* Problem details *
Give back, unchanged, each line from the one containing "Locate the red" through the last line of the entries below.

Photo object pointing records

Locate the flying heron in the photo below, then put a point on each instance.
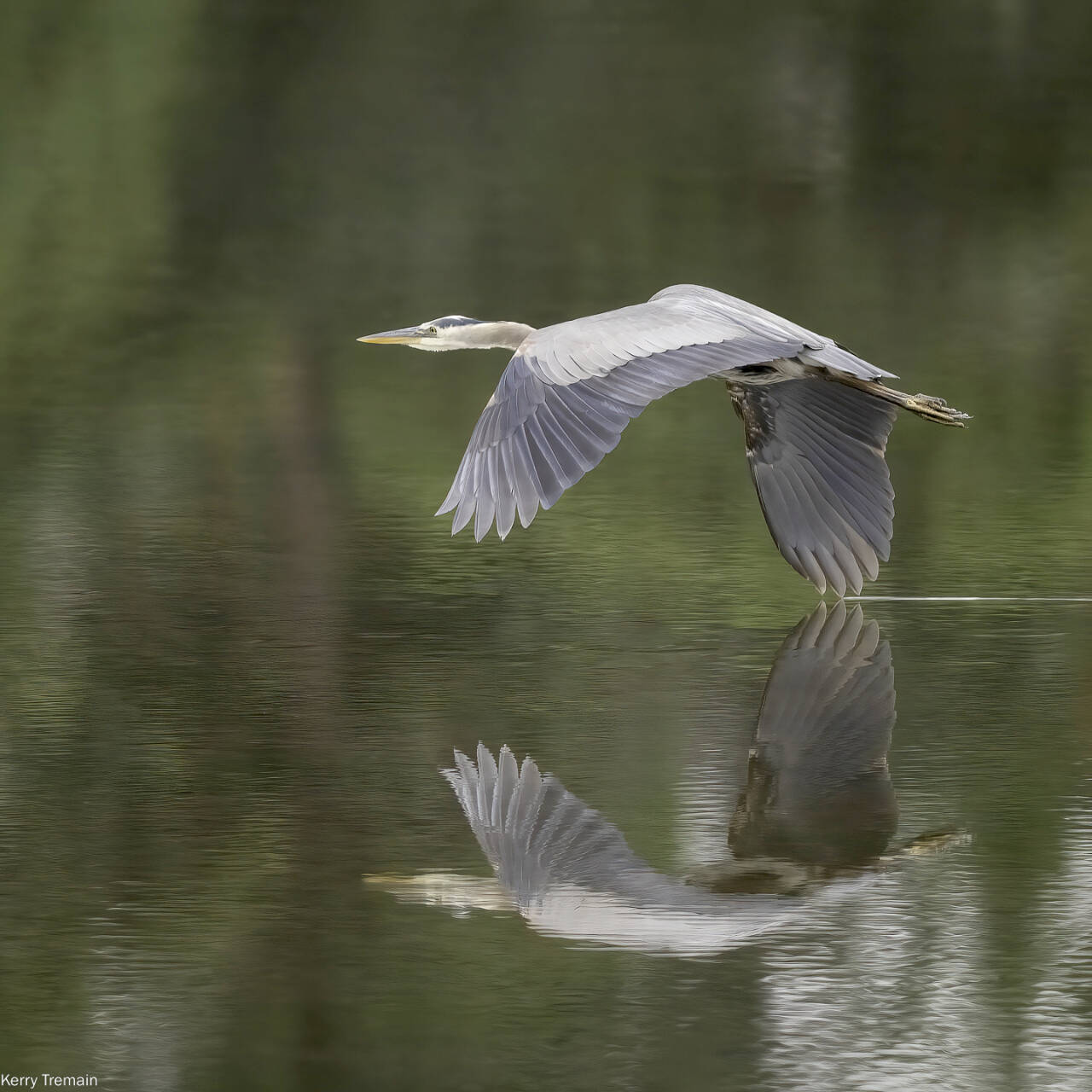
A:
(816, 417)
(816, 815)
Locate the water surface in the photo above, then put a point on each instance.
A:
(236, 650)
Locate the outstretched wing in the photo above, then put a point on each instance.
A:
(818, 787)
(816, 453)
(570, 390)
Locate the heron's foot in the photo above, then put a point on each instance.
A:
(937, 410)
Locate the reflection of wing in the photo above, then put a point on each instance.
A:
(816, 452)
(535, 834)
(570, 390)
(818, 784)
(572, 874)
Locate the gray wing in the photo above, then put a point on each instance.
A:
(538, 837)
(570, 390)
(816, 453)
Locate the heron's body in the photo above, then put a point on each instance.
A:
(816, 417)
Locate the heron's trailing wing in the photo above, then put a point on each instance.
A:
(570, 390)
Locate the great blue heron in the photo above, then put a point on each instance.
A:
(816, 417)
(818, 810)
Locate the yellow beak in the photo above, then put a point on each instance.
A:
(409, 335)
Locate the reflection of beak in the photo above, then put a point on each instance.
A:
(409, 335)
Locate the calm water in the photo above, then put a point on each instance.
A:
(236, 650)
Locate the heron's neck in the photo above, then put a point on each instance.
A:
(508, 335)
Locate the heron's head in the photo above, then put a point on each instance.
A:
(455, 331)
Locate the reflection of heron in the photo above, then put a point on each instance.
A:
(818, 787)
(818, 806)
(816, 417)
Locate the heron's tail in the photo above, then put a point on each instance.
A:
(925, 405)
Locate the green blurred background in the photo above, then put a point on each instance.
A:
(236, 644)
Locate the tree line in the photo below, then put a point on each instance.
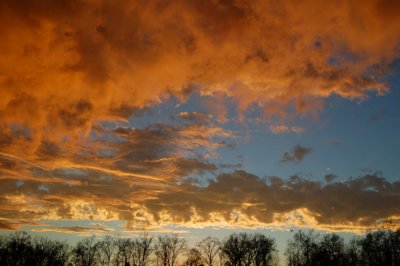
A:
(306, 248)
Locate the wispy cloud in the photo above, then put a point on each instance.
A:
(296, 155)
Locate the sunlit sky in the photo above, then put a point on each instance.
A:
(199, 117)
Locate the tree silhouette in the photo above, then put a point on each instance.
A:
(168, 248)
(142, 250)
(209, 248)
(85, 251)
(193, 257)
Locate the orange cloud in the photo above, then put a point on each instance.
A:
(66, 66)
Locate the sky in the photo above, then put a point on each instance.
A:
(199, 117)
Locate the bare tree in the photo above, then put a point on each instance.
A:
(193, 257)
(106, 249)
(301, 250)
(168, 248)
(209, 248)
(124, 254)
(235, 248)
(84, 253)
(143, 250)
(263, 250)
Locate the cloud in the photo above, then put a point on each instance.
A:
(277, 129)
(296, 155)
(74, 73)
(363, 201)
(66, 66)
(329, 177)
(84, 231)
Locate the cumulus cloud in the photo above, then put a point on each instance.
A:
(363, 201)
(66, 65)
(296, 155)
(73, 73)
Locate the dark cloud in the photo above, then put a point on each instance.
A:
(296, 155)
(362, 202)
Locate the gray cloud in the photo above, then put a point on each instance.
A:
(296, 155)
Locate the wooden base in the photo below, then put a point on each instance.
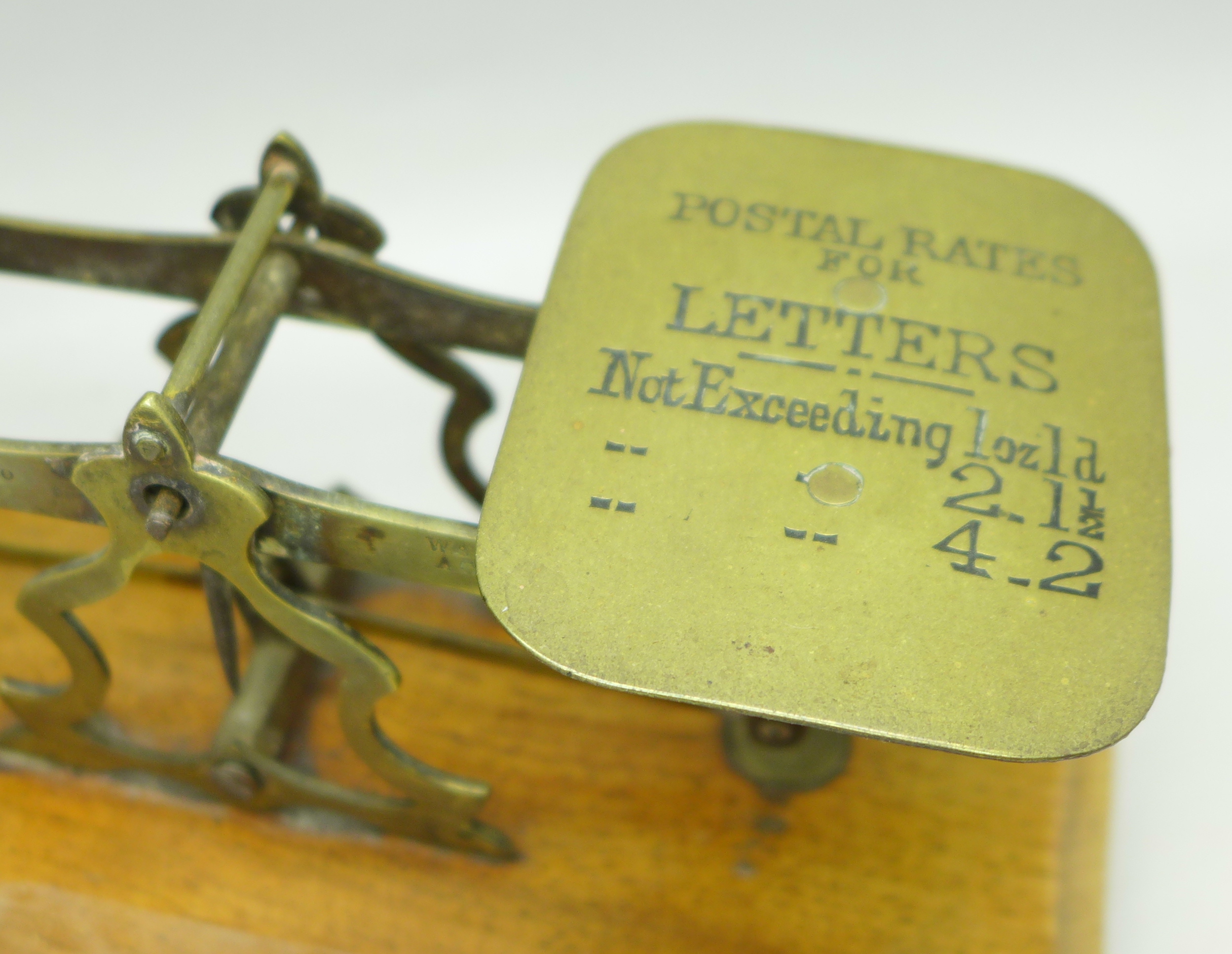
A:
(636, 836)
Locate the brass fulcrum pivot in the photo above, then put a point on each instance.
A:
(164, 489)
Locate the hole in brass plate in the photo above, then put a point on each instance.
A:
(837, 485)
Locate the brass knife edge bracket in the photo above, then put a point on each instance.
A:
(164, 489)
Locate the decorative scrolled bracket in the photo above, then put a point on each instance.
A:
(221, 513)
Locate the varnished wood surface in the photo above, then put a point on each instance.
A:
(636, 836)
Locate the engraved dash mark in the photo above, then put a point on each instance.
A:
(951, 388)
(796, 363)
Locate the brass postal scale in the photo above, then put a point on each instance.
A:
(837, 439)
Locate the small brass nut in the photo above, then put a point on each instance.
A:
(237, 778)
(149, 447)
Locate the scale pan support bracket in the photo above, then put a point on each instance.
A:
(844, 435)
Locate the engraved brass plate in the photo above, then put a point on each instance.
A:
(846, 435)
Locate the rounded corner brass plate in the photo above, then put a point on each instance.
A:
(847, 435)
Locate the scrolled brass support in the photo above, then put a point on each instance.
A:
(164, 490)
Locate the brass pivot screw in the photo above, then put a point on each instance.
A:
(167, 507)
(237, 778)
(149, 447)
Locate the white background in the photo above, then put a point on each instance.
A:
(467, 128)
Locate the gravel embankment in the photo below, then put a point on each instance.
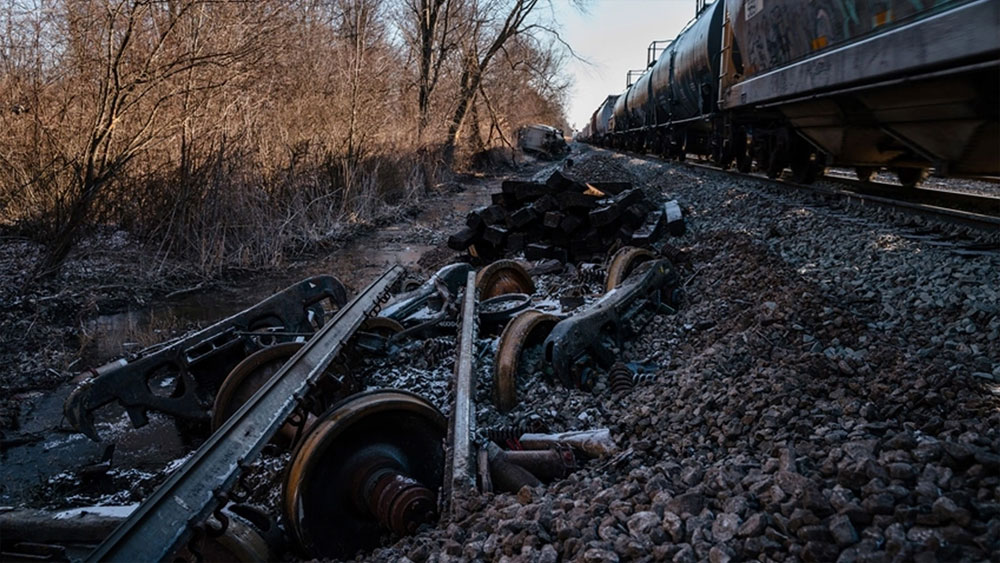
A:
(829, 391)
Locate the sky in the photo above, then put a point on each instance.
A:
(612, 36)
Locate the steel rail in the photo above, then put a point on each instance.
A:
(459, 476)
(169, 517)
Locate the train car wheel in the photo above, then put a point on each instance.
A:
(527, 329)
(370, 465)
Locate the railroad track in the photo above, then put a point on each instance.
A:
(980, 213)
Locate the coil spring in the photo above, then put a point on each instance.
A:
(590, 274)
(508, 436)
(643, 378)
(620, 378)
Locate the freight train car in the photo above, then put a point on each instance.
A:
(904, 84)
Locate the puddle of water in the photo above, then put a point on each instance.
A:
(60, 455)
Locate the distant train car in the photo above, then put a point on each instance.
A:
(601, 118)
(542, 140)
(899, 83)
(906, 84)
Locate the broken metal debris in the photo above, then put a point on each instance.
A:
(591, 334)
(198, 487)
(502, 277)
(620, 378)
(591, 443)
(496, 312)
(459, 470)
(180, 378)
(527, 329)
(565, 220)
(373, 462)
(623, 262)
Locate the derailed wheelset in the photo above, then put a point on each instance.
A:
(372, 464)
(565, 347)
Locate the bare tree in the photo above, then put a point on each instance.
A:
(505, 19)
(136, 66)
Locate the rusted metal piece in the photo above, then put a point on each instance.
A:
(593, 443)
(250, 536)
(370, 464)
(622, 264)
(496, 312)
(79, 525)
(250, 375)
(167, 518)
(403, 306)
(506, 476)
(589, 334)
(459, 472)
(529, 327)
(620, 378)
(503, 276)
(555, 462)
(508, 437)
(194, 365)
(424, 324)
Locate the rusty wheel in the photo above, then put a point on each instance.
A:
(246, 378)
(503, 276)
(528, 328)
(372, 463)
(622, 264)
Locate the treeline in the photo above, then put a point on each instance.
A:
(231, 132)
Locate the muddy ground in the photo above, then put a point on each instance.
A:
(829, 390)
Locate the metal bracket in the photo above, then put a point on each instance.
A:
(191, 494)
(585, 335)
(180, 378)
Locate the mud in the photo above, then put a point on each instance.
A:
(108, 303)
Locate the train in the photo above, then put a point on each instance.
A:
(906, 85)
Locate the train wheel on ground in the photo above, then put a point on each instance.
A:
(622, 264)
(910, 177)
(503, 276)
(249, 376)
(864, 173)
(529, 328)
(371, 464)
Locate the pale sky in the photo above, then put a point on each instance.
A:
(613, 35)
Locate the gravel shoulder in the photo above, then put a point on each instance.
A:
(829, 391)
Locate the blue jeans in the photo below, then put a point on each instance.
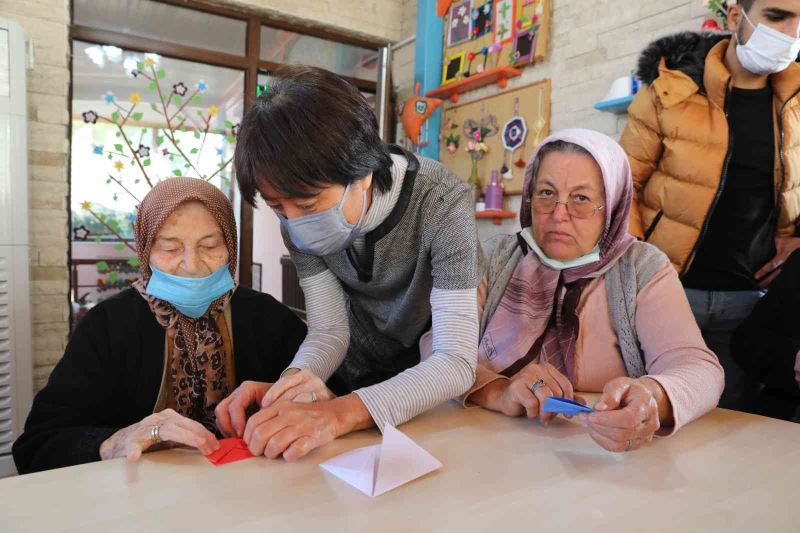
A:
(718, 314)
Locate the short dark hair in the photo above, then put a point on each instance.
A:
(310, 129)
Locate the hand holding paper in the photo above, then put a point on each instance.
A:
(380, 468)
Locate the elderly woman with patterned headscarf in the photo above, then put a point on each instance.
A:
(146, 368)
(574, 303)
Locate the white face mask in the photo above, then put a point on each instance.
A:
(592, 257)
(768, 51)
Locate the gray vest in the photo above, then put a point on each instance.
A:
(623, 282)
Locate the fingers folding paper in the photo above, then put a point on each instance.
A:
(380, 468)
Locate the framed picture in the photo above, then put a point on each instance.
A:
(504, 15)
(453, 68)
(256, 285)
(526, 9)
(524, 46)
(460, 23)
(481, 18)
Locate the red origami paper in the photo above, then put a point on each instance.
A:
(230, 451)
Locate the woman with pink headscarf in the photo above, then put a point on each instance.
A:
(574, 303)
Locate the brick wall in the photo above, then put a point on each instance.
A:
(46, 23)
(592, 43)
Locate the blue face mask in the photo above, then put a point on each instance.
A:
(190, 296)
(324, 233)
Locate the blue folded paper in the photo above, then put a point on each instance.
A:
(563, 406)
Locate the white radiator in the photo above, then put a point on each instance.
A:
(16, 388)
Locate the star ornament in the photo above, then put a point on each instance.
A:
(80, 233)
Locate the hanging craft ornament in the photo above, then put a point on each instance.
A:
(417, 110)
(514, 133)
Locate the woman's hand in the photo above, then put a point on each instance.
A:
(626, 415)
(296, 385)
(231, 412)
(293, 429)
(517, 397)
(133, 440)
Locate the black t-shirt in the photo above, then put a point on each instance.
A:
(741, 233)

* The reply *
Locate the red origami paper in the photo above, then put a point on each instance.
A:
(230, 451)
Locate the woman with pink headscarf in the photo above, then put a point on each instance.
A:
(574, 303)
Locate the brick wall in the photo above, then put a point on each instance.
A:
(46, 23)
(592, 43)
Locate the blue face mask in the photo above, then put a point on each instance.
A:
(190, 296)
(324, 233)
Locate the blue folded paper in the photo above, then put a point on each instance.
A:
(563, 406)
Locate the white radiator in the photo above, then put a point on each instance.
A:
(16, 388)
Locate the star ornament in the photo above, then put a point on each instance.
A:
(80, 233)
Locate the hanging craft ornament in the photo above, then put a point on each instance.
A:
(417, 110)
(514, 133)
Locate the woman's hand in the photo above, then put a point on each instance.
A:
(626, 415)
(296, 385)
(231, 412)
(293, 429)
(517, 397)
(133, 440)
Locate the black t-shirt in the photo above, then put a point on each instance.
A:
(741, 233)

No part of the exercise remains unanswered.